* _MATERIAL FOR THIS EXERCISE_

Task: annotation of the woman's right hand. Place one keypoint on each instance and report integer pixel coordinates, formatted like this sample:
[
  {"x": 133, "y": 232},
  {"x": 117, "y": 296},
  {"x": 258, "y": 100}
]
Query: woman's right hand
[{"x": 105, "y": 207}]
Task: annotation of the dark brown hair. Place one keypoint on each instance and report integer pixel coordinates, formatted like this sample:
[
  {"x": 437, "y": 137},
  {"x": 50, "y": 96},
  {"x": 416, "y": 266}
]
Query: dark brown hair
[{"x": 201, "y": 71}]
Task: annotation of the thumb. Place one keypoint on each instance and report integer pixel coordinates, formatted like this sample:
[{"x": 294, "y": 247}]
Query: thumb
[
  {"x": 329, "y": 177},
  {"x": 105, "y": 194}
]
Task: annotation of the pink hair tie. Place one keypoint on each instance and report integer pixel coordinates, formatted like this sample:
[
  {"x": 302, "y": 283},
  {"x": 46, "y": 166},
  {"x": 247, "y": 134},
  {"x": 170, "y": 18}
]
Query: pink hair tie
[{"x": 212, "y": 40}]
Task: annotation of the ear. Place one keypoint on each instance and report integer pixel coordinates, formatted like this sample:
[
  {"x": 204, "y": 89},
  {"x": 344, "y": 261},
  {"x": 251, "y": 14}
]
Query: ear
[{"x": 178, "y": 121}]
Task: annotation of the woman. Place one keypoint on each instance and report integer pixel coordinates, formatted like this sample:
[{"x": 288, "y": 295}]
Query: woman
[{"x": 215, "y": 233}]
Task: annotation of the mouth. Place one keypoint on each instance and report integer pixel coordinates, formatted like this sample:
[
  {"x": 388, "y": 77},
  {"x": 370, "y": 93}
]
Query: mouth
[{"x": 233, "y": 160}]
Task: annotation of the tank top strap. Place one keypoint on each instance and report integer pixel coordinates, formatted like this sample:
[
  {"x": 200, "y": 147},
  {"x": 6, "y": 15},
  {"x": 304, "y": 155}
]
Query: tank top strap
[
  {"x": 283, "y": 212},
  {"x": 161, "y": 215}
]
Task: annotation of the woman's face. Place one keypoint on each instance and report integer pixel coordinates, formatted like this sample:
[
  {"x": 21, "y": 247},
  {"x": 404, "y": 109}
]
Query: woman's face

* _ASSIGNMENT_
Across the whole listing, show each line where the word "face" occurs.

* _ANSWER SECTION_
Task: annotation of the woman's face. Place one keypoint on each instance and report integer pixel coordinates, formatted like this sample:
Query: woman's face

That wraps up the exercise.